TASK DIRECTIONS — Pull out every line below that contains the word "pointer" and copy each one in full.
=== INPUT ===
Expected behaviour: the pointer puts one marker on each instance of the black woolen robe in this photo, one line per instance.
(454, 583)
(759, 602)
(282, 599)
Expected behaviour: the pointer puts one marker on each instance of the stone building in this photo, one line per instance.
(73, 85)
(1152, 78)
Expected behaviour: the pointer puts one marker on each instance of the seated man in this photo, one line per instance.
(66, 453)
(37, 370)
===
=== INPUT ===
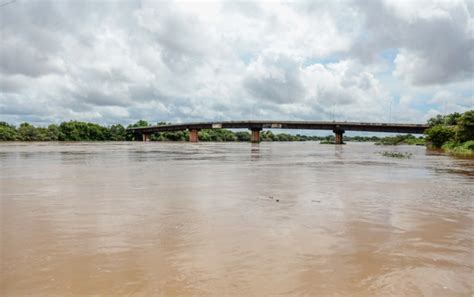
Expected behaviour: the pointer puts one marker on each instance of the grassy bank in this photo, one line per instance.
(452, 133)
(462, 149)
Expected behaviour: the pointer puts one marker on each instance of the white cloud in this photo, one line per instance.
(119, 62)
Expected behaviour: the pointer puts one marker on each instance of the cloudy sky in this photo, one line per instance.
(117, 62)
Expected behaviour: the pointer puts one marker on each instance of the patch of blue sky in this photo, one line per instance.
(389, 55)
===
EXERCISE ANSWER —
Expected behaviour: the pointer puts one marker on each instance of the black woolen robe in this photo, one line per instance.
Expected behaviour: the pointer puts one marker on each instance of the stone building in this photo, one line per instance.
Expected behaviour: the pointer puts one marker on each instance of the seated man in this photo, one line per instance.
Expected behaviour: the pointer puts one marker on each instance of the grassy bank in this photo, one line per instance.
Expected behaviour: the pointer puts one marker on each instance of the white cloud in this photo, one line per instance.
Expected behaviour: the pointer puts one marker on each instance of the cloudy sky in this photo, one line per instance.
Expected behaviour: the pointer puts one marker on each instance of the patch of blue sky in this photo, one line per instance.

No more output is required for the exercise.